Given problem
Display every line of the material below that contains the word "white", copying each line in full.

The data
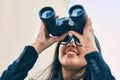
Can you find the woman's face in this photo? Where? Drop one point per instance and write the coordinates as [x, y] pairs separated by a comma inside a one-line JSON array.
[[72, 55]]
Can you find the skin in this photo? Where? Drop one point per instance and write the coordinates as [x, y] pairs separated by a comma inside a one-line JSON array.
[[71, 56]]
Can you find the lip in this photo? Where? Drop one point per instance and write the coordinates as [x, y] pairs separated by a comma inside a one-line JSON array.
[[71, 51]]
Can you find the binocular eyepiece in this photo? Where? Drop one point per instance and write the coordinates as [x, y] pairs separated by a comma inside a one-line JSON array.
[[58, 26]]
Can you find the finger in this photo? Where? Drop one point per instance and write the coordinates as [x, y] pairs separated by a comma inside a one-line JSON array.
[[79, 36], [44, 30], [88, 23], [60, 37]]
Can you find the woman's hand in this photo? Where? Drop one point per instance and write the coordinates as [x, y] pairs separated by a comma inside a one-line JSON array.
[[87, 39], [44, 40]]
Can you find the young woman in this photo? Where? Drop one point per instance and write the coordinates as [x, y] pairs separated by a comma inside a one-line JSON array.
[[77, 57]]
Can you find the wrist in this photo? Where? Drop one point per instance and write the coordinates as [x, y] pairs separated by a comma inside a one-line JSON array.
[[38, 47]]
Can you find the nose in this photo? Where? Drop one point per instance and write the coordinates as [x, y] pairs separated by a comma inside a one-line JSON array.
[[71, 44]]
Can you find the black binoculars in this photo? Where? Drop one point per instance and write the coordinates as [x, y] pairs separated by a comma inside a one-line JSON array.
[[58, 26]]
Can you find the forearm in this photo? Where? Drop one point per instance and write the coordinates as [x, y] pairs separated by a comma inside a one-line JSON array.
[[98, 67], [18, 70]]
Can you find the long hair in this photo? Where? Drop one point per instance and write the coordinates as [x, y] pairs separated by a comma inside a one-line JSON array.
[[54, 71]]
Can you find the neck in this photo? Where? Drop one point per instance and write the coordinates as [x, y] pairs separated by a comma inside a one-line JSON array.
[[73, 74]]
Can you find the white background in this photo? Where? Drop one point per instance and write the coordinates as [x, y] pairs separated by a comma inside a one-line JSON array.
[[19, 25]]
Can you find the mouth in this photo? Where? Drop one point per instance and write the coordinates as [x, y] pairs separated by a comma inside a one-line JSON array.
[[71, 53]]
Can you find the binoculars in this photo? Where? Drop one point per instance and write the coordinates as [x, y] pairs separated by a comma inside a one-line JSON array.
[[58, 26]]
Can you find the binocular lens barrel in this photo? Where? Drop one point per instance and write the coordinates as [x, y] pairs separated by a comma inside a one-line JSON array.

* * *

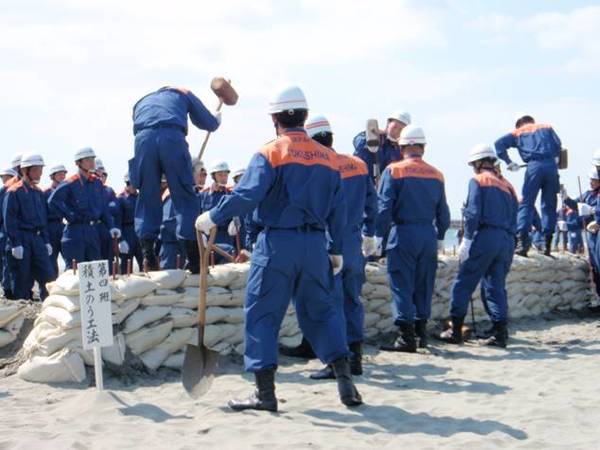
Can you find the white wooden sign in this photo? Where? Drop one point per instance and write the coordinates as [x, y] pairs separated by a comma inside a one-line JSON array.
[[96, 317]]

Expected answer
Can you find the white background in this photo? Where? Drop one point per instance and write the coordinates as [x, y] pairs separated by a comma inside a one-line JSON array.
Can you find the white wooden sign in this photo? Where? Drop one point per instance and write the coordinates as [x, y] pairs separated by a comma inside a one-line JSON array.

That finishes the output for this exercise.